-- What is being asked --
Where an entry below contains an image, skip the image and copy the rest exactly.

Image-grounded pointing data
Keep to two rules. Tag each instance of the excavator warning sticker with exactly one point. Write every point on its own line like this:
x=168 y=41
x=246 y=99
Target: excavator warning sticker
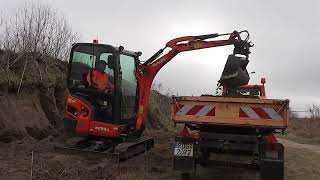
x=259 y=113
x=196 y=110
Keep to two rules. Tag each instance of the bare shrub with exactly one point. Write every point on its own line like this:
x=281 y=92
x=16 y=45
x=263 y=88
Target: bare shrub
x=38 y=28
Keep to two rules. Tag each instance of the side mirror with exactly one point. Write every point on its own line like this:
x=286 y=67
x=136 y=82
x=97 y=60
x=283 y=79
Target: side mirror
x=111 y=61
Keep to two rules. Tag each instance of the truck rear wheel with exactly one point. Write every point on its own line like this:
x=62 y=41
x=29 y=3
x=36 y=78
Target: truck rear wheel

-- Final answer --
Keep to two rules. Tag each instance of the excavator warning sticker with exactly one point. Write every point on its own line like this:
x=168 y=41
x=246 y=99
Target: excavator warning sticker
x=259 y=113
x=196 y=110
Keep to two rules. Tag each instance of the bare shrub with exactly one point. Write every point on its own line like this:
x=281 y=92
x=16 y=45
x=263 y=88
Target: bare shrub
x=38 y=28
Keep to two rules. Tag each instance of the side mirror with exactly one point. Write every point on its own line like this:
x=286 y=67
x=136 y=82
x=97 y=60
x=283 y=79
Target: side mirror
x=111 y=61
Keep to two rules. Tag each instance of the truck rear wheel with exactly one point. Write every point on its own line like this:
x=62 y=41
x=29 y=3
x=36 y=78
Target: truck rear wheel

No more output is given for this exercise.